**Recorded data**.
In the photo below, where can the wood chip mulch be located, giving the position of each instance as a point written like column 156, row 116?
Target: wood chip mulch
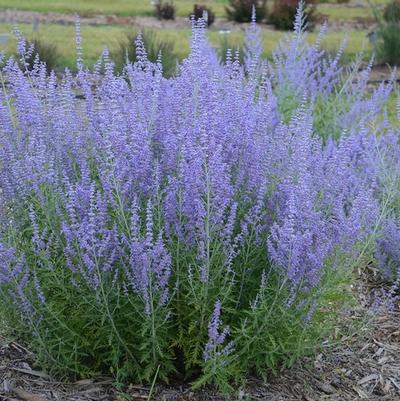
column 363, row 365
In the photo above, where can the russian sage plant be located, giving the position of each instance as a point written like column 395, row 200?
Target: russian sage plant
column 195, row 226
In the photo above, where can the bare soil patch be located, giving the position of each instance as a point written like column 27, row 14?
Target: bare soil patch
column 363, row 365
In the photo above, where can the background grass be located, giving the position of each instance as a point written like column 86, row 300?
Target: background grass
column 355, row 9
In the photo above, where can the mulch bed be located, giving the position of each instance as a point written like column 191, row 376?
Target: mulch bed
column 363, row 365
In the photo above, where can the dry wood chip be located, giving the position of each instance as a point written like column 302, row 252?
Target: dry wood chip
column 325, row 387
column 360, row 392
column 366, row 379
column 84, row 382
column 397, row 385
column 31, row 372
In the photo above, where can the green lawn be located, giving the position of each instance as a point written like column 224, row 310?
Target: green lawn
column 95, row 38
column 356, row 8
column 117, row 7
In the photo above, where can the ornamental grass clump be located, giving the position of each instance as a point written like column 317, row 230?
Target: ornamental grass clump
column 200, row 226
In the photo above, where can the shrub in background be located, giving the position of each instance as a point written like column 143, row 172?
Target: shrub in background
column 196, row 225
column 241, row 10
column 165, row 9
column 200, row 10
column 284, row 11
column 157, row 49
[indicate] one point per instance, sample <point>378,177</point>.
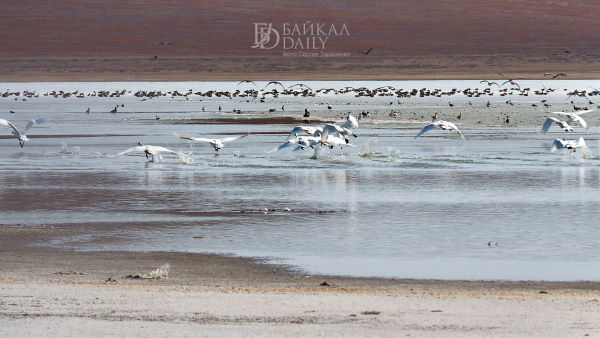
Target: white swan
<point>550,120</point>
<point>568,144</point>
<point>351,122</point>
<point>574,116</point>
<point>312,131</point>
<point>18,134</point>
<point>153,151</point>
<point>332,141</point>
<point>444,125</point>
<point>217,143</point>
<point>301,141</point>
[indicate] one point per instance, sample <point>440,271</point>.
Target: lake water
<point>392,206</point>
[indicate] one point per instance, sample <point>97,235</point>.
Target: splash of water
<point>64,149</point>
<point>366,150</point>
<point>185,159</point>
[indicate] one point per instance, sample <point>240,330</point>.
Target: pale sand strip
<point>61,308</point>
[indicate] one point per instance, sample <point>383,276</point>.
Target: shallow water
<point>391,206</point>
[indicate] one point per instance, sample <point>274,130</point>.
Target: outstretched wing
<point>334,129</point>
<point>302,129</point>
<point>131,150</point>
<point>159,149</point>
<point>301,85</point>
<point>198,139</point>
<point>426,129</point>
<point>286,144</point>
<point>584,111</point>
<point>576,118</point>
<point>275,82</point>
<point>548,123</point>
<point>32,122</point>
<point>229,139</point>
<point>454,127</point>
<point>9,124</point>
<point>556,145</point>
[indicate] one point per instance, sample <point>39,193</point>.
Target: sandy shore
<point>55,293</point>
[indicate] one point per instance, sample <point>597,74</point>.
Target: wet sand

**YOUR ASSIGNMENT**. From the records above, pull every line that carries the word "indicate".

**SOLUTION**.
[indicate] one point per instance, sample <point>378,177</point>.
[indicate] one point per instance, sample <point>440,271</point>.
[indicate] one point per instance, sample <point>97,235</point>.
[indicate] one point per instance, sample <point>240,330</point>.
[indicate] one point per instance, sample <point>383,276</point>.
[indicate] one point per instance, sample <point>274,130</point>.
[indicate] one point per instance, sample <point>39,193</point>.
[indicate] one point per instance, sample <point>597,74</point>.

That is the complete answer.